═════ INPUT RECORDS

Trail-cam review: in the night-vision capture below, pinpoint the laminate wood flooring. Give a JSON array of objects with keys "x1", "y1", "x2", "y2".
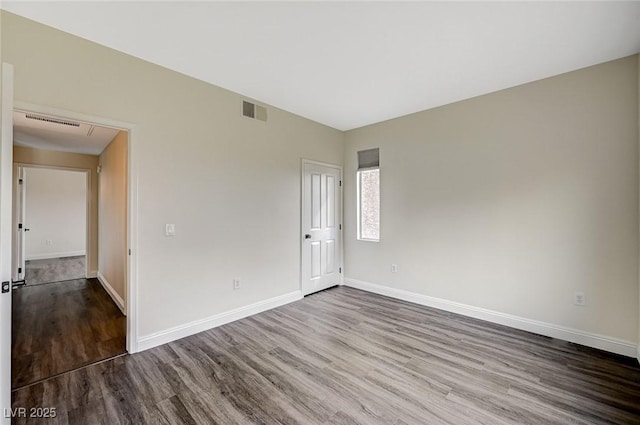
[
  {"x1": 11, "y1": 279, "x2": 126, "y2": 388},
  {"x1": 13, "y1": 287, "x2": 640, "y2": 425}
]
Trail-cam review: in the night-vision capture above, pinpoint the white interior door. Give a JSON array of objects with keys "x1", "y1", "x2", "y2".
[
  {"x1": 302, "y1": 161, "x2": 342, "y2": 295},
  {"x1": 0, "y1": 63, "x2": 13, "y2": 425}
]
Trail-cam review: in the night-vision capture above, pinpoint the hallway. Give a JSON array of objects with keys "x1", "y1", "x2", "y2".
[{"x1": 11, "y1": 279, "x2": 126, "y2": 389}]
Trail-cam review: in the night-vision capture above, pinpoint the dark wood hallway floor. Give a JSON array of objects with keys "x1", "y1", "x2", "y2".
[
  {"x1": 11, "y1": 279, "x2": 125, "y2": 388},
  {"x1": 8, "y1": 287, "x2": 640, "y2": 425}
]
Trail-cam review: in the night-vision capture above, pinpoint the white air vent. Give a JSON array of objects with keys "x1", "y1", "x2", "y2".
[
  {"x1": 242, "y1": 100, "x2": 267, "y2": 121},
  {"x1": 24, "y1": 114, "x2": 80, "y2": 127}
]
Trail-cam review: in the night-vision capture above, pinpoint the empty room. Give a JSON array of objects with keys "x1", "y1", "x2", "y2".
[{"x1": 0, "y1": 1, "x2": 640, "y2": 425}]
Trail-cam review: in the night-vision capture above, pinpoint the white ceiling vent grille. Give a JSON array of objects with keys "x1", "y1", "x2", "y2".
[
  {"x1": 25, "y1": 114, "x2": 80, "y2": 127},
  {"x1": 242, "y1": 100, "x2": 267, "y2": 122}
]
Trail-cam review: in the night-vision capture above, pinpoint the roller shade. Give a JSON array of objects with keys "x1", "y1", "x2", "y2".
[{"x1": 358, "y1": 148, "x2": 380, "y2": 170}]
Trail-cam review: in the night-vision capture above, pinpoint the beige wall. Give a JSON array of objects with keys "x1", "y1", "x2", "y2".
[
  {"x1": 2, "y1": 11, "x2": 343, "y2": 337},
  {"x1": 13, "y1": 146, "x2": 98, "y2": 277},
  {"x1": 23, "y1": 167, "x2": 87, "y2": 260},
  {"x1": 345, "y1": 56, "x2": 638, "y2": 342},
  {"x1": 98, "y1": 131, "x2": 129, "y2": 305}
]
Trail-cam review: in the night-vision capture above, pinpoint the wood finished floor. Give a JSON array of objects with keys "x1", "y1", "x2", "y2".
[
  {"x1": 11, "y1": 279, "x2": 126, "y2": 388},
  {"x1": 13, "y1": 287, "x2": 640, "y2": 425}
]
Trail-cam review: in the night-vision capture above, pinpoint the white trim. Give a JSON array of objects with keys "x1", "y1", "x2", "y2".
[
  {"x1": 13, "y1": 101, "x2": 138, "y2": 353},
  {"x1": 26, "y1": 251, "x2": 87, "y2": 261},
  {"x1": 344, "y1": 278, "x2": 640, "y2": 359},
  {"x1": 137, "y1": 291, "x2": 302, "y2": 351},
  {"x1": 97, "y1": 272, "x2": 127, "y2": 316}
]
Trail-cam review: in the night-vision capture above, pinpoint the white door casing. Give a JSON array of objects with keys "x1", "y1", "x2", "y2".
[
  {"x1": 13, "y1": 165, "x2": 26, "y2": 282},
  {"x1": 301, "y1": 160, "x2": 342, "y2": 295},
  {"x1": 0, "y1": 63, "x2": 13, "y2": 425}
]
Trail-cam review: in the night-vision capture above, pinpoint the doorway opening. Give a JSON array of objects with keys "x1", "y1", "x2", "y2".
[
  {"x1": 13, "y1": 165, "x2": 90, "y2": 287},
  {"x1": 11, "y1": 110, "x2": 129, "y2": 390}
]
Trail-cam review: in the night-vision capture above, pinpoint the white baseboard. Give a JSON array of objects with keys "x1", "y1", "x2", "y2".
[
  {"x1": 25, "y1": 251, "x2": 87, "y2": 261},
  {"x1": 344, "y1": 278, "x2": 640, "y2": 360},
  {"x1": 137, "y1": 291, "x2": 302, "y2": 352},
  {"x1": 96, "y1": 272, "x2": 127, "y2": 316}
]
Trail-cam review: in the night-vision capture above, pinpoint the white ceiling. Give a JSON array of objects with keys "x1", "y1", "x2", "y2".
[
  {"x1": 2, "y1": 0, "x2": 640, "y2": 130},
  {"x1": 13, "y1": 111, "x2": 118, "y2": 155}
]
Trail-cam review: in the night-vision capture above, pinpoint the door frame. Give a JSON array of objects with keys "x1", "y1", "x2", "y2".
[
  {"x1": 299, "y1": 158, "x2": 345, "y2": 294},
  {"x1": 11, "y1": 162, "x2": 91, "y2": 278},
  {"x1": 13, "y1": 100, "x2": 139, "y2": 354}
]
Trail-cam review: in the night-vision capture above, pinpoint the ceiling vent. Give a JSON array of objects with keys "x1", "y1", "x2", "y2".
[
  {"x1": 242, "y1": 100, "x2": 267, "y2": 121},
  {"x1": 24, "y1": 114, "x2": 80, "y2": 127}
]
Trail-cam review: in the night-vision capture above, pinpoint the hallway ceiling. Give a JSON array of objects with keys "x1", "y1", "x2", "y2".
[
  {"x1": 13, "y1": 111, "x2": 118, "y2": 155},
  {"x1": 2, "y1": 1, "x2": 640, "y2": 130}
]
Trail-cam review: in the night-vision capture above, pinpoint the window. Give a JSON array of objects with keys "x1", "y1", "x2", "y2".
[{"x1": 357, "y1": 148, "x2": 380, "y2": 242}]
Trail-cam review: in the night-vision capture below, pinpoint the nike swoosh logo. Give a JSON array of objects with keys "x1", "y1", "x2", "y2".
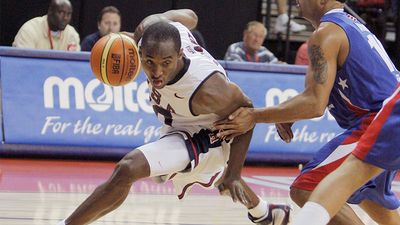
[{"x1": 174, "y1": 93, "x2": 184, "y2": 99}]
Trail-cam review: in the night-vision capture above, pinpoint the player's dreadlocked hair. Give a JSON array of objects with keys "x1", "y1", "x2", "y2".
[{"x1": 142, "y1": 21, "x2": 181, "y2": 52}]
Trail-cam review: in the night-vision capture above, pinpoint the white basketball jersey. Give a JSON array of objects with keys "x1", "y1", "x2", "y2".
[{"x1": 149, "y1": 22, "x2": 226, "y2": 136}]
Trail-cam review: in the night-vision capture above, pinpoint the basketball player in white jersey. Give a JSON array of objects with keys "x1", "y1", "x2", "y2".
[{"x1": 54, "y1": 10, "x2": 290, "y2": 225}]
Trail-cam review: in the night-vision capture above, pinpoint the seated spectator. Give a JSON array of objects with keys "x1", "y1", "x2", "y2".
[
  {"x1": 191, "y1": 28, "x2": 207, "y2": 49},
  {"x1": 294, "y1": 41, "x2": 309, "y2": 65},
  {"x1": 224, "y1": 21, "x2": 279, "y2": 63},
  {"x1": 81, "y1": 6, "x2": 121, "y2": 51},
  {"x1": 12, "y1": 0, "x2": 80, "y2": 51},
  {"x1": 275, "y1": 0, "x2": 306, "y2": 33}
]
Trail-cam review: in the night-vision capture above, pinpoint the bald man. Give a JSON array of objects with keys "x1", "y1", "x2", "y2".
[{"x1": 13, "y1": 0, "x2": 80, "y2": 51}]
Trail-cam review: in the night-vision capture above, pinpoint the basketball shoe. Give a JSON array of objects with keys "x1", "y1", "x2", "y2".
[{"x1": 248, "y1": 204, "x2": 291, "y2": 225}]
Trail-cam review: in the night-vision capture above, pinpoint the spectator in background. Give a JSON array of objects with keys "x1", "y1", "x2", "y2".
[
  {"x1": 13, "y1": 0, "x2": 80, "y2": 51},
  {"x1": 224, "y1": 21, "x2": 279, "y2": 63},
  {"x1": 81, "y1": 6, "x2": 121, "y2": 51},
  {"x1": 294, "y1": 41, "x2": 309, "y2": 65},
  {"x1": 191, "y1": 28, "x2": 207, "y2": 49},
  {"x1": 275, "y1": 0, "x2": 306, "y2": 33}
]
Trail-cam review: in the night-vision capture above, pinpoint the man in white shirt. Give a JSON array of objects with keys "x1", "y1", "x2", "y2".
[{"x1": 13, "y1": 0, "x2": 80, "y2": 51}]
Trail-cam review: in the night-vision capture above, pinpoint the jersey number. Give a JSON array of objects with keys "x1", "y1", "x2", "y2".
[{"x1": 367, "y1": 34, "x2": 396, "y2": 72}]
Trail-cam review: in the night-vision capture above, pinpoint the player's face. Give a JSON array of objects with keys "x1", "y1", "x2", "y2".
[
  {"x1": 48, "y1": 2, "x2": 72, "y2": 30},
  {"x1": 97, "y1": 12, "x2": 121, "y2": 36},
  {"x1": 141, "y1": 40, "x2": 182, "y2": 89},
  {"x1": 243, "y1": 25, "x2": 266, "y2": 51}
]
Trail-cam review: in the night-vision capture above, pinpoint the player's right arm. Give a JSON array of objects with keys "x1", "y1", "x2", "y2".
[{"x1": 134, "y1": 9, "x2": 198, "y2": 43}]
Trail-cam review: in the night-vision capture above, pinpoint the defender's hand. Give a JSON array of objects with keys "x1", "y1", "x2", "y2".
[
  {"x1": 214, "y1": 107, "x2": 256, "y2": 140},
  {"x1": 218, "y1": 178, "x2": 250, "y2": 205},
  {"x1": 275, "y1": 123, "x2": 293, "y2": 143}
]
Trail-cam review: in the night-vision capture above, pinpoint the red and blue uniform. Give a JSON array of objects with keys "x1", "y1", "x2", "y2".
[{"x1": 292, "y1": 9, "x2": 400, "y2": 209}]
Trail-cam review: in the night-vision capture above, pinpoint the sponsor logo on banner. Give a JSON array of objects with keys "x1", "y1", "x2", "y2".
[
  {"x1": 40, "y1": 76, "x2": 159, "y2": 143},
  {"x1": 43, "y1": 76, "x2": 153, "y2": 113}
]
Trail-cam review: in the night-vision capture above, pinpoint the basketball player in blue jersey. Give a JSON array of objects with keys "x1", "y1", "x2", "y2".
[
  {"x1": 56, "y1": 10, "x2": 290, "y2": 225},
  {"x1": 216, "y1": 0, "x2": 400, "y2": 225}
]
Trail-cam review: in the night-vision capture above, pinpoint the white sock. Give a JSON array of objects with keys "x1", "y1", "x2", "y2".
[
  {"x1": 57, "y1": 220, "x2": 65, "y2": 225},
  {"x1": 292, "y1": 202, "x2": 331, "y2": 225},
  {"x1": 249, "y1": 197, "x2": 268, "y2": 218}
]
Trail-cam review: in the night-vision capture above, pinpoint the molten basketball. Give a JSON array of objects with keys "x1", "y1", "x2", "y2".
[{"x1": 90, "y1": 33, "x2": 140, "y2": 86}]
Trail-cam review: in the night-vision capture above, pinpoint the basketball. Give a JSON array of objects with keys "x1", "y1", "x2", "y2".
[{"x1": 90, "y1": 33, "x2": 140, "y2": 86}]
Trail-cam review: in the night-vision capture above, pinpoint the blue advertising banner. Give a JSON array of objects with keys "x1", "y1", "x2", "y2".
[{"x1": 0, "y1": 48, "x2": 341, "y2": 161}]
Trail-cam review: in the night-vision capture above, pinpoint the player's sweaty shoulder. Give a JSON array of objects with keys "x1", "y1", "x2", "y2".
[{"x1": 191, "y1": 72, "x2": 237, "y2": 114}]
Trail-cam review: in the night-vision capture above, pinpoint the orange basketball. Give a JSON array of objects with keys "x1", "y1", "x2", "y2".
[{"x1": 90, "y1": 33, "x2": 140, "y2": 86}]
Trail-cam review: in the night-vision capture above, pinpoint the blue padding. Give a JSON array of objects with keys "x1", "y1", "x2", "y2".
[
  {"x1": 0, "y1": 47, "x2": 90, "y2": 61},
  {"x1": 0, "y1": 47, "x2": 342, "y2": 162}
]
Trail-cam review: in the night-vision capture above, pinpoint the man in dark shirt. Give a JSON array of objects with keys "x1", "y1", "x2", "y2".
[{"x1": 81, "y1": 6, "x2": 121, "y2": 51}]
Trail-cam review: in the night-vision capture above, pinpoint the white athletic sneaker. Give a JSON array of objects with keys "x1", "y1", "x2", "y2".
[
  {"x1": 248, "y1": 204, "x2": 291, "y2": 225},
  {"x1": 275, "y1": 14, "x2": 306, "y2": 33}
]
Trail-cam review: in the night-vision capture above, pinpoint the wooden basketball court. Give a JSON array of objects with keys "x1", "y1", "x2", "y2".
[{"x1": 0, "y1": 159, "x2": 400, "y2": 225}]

══════════

→ **GIVEN REQUEST**:
Filter the listing above down to the lines that contain the word "below", copying each one. Case counts.

→ **FULL ANSWER**:
Trail-cam review: in the night-vision capture below, pinpoint the laminate wood flooring. Give a JSON array of objects with keys "x1", "y1", "x2", "y2".
Trail-cam review: in the night-vision capture below, pinpoint the nike swoosh logo. Give a JSON array of objects with keys "x1", "y1", "x2", "y2".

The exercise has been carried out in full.